Task details: Return every line of the data that contains the string "window".

Excerpted data:
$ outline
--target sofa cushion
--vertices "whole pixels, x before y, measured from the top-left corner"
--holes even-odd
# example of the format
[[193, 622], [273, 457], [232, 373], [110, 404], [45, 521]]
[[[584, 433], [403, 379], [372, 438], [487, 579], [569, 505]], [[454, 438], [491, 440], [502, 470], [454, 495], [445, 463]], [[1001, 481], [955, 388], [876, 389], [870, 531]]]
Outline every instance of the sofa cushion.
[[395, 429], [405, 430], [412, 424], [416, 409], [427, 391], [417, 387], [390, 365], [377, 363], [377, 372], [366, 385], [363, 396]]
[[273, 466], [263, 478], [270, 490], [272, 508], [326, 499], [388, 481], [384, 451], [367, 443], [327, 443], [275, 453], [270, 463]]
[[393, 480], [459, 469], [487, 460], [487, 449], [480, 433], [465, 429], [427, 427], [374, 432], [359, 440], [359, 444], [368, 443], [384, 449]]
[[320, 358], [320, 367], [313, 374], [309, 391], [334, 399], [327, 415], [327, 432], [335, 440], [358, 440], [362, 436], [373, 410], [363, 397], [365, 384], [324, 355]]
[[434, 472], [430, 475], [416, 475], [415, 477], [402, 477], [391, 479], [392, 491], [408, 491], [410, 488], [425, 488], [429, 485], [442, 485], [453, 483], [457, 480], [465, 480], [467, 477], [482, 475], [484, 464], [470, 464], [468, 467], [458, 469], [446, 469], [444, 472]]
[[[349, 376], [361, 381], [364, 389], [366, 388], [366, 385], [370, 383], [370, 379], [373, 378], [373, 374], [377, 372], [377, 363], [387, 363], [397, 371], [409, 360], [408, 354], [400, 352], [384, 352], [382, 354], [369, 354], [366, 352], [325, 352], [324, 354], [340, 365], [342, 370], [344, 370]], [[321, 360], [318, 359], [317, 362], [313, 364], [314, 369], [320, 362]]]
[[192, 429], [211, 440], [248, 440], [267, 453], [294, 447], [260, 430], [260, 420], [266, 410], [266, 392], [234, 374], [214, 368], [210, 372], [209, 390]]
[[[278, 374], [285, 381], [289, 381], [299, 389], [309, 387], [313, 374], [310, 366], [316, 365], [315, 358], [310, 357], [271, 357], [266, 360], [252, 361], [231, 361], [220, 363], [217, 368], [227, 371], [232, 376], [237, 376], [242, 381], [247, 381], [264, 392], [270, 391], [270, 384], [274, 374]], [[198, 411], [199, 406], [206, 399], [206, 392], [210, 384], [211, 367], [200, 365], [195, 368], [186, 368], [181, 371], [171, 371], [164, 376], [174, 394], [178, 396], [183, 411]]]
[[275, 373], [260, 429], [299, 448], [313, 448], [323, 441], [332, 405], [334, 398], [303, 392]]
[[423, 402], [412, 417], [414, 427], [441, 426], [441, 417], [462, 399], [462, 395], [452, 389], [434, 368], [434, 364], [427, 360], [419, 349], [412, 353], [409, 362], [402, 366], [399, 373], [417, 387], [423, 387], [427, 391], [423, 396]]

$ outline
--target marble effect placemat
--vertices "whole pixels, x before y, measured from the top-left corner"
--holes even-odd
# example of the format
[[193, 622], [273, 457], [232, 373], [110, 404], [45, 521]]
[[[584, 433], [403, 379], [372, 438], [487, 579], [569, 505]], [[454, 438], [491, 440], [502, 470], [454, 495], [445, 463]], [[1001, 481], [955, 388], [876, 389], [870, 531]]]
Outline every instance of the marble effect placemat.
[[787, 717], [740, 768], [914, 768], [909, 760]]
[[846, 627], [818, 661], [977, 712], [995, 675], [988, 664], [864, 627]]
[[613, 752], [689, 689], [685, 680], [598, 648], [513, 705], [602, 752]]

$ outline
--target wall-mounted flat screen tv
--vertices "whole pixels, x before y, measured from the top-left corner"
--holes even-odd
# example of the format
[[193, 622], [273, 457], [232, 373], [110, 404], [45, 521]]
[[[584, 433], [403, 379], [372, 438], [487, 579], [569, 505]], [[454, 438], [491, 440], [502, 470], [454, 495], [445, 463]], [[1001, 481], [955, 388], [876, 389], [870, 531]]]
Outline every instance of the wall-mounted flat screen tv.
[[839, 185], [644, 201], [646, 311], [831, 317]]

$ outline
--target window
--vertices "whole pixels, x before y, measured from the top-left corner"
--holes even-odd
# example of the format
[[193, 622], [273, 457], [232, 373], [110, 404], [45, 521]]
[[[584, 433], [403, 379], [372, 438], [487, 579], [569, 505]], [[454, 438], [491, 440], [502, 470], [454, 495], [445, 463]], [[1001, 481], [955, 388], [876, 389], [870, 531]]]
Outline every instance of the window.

Expected output:
--target window
Outline every instance of the window.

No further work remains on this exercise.